_ITEMS:_

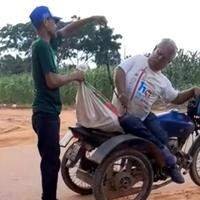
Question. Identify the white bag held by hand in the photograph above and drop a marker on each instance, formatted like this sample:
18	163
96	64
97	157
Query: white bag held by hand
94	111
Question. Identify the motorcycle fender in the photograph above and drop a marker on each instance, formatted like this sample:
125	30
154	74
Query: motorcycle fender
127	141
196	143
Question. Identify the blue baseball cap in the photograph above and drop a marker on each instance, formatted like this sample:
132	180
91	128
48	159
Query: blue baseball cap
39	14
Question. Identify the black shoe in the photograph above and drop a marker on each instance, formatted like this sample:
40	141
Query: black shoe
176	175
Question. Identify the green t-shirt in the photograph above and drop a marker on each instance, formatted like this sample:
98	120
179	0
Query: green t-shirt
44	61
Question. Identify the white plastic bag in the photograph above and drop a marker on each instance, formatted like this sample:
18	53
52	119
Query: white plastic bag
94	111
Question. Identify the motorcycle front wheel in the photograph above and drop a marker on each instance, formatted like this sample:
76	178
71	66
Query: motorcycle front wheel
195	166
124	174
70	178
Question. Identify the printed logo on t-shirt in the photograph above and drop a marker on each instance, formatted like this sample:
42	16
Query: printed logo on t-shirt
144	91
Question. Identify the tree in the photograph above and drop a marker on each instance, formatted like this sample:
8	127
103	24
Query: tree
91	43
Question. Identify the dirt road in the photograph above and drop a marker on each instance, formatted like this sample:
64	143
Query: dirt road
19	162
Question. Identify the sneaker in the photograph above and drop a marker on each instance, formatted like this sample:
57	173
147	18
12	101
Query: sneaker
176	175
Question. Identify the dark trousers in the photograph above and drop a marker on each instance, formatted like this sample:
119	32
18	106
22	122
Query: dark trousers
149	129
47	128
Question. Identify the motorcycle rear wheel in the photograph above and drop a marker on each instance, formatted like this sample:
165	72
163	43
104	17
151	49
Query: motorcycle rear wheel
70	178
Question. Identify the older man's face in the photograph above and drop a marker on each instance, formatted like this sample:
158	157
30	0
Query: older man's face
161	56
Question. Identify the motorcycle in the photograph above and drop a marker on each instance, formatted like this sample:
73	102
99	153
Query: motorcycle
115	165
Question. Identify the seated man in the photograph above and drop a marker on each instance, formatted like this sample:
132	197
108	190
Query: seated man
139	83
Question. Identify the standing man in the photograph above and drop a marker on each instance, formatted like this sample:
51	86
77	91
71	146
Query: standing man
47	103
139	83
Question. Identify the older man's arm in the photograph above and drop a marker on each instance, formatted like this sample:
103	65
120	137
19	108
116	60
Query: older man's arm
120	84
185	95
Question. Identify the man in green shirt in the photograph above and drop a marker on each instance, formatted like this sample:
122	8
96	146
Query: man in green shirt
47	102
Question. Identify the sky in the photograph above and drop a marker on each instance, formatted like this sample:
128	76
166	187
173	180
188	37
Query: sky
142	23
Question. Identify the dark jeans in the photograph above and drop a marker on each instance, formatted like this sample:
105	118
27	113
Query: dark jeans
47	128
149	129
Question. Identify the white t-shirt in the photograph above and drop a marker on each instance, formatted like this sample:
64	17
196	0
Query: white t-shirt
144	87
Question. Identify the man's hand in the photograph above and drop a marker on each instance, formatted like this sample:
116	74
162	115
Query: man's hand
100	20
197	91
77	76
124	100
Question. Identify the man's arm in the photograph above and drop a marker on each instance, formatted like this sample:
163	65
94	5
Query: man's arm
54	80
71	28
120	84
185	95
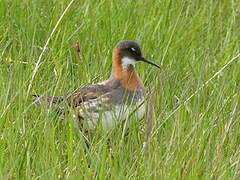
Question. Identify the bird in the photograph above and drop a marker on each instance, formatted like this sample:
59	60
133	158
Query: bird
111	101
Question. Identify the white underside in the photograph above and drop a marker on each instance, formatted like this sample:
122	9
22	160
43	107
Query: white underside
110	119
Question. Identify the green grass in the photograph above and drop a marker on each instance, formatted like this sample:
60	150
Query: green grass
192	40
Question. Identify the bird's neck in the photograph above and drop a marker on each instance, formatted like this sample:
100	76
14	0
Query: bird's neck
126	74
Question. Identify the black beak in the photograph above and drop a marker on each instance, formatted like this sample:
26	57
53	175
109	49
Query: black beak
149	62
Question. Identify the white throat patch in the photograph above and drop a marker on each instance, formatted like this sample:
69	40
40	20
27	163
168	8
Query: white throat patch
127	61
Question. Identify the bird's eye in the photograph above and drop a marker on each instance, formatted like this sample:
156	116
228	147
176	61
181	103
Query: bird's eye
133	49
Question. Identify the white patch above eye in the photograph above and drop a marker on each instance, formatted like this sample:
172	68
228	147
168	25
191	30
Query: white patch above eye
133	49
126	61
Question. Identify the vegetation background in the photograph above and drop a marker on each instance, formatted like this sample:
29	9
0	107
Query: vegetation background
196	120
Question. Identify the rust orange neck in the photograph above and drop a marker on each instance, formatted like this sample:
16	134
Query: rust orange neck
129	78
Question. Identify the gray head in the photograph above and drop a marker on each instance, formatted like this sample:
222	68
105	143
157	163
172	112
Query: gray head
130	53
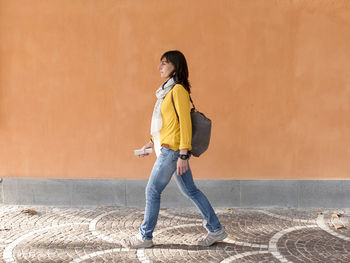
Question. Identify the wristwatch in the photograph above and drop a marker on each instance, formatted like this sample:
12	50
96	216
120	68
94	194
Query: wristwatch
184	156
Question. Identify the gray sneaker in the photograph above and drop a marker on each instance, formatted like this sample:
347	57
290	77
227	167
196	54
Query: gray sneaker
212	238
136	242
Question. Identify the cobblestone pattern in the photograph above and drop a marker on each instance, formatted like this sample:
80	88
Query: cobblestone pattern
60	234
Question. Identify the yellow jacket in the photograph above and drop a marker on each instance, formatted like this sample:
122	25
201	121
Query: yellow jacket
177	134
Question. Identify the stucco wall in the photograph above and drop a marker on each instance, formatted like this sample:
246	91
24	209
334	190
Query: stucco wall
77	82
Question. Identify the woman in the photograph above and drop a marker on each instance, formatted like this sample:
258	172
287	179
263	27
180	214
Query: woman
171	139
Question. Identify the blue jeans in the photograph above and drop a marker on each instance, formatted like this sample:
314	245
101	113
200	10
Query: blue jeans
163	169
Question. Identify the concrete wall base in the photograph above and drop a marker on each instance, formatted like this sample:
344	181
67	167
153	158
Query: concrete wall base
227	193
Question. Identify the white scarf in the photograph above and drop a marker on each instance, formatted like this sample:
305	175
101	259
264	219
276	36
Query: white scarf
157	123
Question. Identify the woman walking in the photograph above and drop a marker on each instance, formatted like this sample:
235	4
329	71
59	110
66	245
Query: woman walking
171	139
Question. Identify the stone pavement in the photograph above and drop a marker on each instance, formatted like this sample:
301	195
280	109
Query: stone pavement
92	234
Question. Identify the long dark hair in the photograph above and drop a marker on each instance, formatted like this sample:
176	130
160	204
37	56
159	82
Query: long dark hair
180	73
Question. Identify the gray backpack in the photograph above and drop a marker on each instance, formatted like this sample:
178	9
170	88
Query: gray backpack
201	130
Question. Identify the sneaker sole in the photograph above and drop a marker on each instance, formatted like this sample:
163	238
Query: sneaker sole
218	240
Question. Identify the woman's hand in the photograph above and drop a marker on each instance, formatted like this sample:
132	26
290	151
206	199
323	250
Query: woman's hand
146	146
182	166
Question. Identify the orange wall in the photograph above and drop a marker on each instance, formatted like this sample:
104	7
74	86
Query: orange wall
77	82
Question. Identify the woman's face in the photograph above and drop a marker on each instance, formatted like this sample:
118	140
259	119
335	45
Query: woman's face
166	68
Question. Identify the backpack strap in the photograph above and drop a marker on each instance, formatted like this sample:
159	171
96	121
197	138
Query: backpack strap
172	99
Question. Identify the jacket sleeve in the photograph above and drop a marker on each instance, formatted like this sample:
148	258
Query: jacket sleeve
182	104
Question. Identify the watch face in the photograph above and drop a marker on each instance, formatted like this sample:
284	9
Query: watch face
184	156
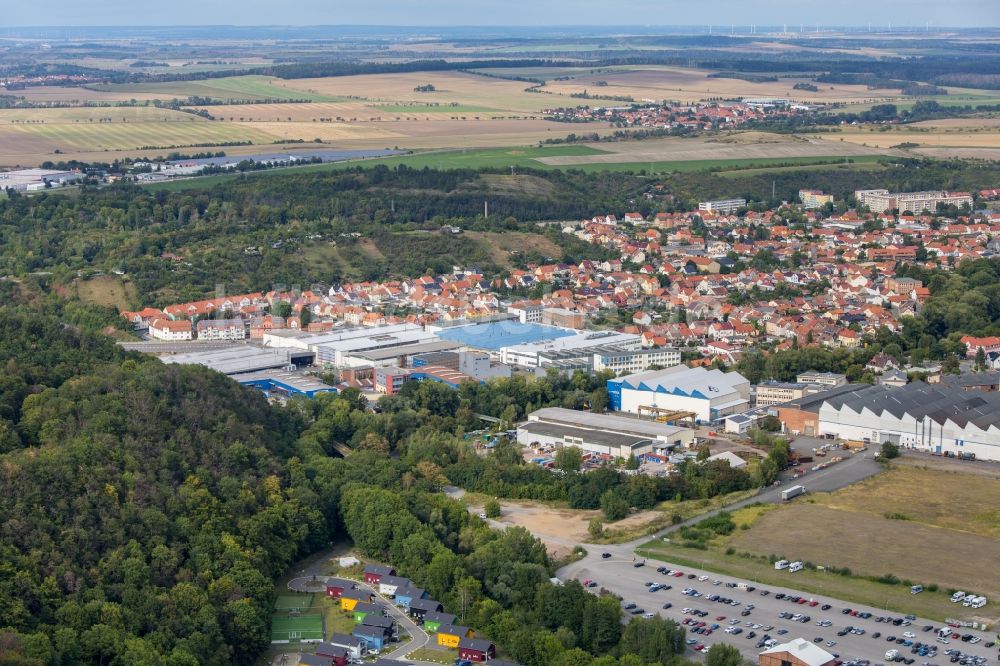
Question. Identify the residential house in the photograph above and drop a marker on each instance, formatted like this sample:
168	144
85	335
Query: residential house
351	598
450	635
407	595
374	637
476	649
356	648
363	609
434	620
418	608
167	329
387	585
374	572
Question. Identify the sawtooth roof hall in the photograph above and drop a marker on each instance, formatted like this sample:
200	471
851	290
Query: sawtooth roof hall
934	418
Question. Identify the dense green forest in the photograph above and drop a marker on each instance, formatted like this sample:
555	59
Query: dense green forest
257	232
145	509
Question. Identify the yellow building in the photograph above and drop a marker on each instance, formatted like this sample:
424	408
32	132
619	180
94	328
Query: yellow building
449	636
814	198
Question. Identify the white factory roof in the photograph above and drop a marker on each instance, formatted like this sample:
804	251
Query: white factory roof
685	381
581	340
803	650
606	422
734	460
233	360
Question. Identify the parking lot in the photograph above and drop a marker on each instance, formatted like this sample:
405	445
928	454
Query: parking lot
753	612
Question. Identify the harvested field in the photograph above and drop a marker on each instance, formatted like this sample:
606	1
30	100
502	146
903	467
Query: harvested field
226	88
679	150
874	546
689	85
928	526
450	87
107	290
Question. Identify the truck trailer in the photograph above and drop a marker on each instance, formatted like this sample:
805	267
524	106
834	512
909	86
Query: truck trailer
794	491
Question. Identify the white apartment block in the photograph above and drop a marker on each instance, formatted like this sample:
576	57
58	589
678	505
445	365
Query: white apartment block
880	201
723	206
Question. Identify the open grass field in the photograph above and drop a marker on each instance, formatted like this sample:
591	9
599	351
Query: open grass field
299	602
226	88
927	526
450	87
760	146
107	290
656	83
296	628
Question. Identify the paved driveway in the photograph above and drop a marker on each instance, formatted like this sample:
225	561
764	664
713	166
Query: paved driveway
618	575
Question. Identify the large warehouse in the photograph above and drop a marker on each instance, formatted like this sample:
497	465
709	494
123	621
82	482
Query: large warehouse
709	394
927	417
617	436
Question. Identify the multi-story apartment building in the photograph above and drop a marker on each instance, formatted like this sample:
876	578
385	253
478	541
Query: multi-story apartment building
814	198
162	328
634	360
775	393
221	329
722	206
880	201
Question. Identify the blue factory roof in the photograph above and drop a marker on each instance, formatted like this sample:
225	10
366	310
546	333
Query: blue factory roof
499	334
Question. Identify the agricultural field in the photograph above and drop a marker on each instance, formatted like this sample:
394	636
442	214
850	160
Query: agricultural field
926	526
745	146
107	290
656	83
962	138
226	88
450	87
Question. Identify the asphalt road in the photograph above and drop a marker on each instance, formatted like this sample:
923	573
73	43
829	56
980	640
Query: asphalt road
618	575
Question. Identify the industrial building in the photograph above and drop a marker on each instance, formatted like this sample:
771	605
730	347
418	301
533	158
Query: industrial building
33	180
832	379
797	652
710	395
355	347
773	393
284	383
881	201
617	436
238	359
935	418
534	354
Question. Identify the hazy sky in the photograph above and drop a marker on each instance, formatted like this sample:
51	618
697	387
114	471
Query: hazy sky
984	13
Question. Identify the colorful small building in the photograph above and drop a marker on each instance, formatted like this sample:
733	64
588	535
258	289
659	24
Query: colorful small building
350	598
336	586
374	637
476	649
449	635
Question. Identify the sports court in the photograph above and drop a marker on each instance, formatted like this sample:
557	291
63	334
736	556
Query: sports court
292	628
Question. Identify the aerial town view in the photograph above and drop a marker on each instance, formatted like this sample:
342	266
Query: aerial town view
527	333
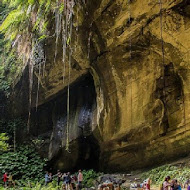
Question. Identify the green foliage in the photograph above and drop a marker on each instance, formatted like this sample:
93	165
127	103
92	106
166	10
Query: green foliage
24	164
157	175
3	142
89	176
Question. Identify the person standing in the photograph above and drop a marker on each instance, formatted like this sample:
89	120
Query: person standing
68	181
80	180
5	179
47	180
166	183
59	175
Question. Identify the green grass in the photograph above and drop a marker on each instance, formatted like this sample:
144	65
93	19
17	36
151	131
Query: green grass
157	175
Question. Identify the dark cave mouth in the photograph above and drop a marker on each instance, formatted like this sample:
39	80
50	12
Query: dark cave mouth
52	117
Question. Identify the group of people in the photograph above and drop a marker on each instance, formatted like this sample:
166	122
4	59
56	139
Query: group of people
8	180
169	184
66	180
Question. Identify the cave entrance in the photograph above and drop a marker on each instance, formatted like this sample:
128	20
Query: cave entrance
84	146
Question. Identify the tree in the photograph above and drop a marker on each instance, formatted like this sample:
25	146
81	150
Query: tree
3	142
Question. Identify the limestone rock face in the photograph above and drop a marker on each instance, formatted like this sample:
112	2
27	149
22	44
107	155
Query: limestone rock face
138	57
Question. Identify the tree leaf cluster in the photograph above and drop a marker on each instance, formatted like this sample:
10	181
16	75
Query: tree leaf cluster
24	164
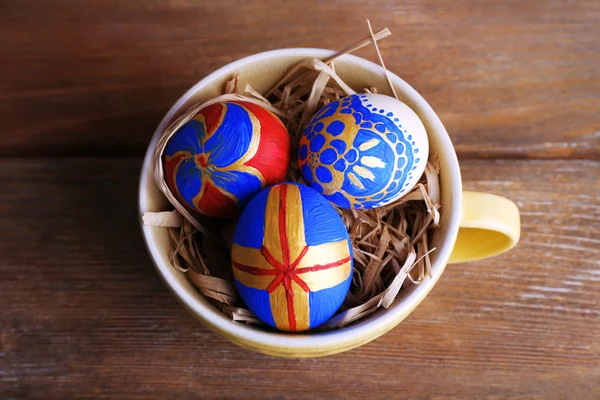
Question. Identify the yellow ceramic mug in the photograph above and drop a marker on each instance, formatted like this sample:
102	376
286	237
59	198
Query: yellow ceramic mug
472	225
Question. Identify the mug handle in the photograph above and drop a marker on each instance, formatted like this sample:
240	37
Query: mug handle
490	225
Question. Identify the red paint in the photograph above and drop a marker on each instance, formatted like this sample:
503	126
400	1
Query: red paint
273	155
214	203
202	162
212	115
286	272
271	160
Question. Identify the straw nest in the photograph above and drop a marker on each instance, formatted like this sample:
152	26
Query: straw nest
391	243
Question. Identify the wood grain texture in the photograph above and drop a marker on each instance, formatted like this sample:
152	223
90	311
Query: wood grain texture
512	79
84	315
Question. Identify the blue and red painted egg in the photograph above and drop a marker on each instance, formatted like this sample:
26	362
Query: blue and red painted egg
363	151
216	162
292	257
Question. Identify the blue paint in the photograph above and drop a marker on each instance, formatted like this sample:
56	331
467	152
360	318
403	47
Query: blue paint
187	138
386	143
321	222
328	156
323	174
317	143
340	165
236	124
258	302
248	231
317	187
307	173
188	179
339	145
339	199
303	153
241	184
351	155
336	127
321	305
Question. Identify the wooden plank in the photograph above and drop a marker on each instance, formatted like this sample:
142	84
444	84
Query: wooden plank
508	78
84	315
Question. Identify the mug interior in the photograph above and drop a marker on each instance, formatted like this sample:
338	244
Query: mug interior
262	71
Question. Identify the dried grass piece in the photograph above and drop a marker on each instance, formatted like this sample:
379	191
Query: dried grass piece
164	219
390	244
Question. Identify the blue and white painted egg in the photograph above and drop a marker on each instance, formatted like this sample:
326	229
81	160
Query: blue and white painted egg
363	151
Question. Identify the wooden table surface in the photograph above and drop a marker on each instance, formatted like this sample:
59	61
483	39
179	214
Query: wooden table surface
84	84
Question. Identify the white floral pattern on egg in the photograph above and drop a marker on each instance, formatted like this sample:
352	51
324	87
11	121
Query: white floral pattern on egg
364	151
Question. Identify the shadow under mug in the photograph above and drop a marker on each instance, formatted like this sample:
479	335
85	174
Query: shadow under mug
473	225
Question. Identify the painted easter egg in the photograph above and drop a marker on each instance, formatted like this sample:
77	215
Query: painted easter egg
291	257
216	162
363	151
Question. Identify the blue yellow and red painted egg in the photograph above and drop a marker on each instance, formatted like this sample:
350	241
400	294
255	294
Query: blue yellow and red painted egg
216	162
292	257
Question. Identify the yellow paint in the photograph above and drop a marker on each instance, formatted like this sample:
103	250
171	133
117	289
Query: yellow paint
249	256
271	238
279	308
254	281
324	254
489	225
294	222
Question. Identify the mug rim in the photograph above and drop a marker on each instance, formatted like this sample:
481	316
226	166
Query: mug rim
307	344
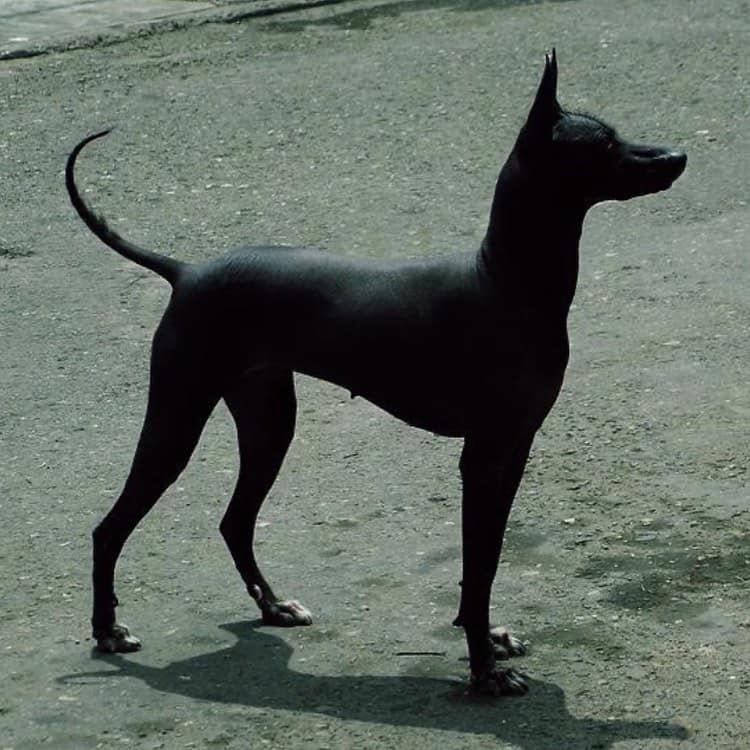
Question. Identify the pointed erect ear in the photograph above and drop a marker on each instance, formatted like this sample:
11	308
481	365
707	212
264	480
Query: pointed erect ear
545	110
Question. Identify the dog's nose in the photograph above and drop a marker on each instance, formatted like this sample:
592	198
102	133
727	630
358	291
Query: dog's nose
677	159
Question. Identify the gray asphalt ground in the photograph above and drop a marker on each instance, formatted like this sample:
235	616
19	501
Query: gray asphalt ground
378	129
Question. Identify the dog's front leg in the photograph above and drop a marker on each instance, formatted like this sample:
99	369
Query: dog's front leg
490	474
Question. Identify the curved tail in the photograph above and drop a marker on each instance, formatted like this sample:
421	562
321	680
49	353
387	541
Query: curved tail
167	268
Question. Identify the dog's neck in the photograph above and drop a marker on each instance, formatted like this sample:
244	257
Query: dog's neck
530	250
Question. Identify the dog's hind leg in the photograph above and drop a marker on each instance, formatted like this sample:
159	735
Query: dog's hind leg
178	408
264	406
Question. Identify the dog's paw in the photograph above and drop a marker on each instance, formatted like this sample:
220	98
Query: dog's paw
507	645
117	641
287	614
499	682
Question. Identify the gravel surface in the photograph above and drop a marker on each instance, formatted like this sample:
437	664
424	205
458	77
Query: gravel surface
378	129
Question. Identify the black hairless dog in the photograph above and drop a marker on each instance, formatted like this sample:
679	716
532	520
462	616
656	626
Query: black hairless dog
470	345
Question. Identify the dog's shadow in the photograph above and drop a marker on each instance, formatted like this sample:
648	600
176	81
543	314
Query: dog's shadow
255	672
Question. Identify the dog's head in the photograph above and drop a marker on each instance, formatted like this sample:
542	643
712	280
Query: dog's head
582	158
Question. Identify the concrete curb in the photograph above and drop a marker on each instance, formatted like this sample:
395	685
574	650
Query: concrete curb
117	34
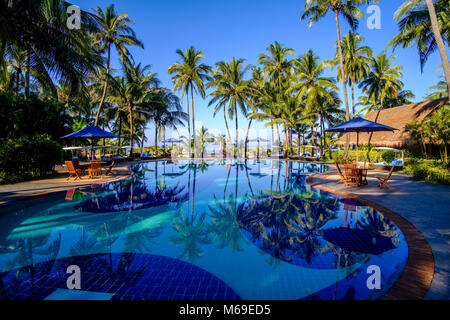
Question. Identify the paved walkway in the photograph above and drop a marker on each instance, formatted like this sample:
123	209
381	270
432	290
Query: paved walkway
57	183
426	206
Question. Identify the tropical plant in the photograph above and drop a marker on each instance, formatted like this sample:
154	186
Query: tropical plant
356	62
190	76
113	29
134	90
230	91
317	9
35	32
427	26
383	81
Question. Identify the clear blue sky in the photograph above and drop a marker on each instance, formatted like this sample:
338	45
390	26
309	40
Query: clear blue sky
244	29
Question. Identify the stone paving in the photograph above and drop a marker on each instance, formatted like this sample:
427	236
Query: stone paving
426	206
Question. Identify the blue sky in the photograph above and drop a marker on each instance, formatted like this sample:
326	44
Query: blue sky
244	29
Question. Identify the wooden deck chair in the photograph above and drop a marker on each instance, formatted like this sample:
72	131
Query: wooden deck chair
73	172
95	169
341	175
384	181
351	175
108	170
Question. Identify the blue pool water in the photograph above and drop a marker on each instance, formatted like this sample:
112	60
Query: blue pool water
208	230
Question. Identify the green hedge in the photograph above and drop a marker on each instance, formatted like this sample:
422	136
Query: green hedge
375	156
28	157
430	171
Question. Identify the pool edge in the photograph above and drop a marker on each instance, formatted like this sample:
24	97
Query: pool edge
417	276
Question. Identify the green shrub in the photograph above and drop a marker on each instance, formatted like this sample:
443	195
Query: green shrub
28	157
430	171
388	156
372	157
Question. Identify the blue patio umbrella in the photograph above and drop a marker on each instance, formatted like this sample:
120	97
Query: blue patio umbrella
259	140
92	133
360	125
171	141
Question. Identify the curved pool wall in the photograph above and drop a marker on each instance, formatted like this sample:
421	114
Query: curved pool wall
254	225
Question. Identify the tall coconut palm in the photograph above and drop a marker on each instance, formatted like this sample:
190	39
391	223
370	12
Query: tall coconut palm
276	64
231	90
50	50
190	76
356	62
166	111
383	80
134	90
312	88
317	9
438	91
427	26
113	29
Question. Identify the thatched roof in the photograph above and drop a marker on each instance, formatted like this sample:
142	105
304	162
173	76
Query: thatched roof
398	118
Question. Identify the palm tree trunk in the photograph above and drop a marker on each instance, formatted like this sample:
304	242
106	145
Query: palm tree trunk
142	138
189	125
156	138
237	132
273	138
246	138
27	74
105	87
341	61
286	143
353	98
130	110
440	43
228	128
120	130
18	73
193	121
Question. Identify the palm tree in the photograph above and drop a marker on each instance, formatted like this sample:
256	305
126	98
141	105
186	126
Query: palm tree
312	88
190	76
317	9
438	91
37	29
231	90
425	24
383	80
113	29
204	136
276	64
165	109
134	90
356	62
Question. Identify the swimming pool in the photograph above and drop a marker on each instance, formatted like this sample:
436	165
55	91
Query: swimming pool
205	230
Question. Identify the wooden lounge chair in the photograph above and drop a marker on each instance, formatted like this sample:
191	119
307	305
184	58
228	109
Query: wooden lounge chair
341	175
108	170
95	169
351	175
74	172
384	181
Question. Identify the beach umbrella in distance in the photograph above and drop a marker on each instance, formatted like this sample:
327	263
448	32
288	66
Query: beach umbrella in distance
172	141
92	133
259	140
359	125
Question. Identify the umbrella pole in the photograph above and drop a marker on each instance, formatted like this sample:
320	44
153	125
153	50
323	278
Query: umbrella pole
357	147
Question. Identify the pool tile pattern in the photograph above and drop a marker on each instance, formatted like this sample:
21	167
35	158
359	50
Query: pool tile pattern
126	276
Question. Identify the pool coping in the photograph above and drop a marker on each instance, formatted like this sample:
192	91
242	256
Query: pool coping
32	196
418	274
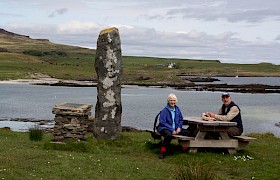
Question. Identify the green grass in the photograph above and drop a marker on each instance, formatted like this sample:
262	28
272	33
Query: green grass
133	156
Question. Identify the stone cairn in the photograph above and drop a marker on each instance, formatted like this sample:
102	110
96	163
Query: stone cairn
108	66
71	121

_TASK INSTRUCTIONS:_
Write out exactly the lines from the line holding "Question. Identify the pool coping" through the last line of the records above, inclusive, and nothing more. Leave out the pictures.

_SOLUTION:_
Question. Identify the pool coping in the photograph above and drop a marker on each instance, formatted like this sample:
192	91
242	256
Query: pool coping
32	196
418	274
Question. Identify the green grass in the photograph above and drop a marker on each instance, formatted like this sample:
262	28
272	33
Query: green grass
133	156
Question. Identify the stone cairn in the photograph above and drop a marker on each instance, formatted like this sample:
102	110
96	163
Query: stone cairn
108	66
71	121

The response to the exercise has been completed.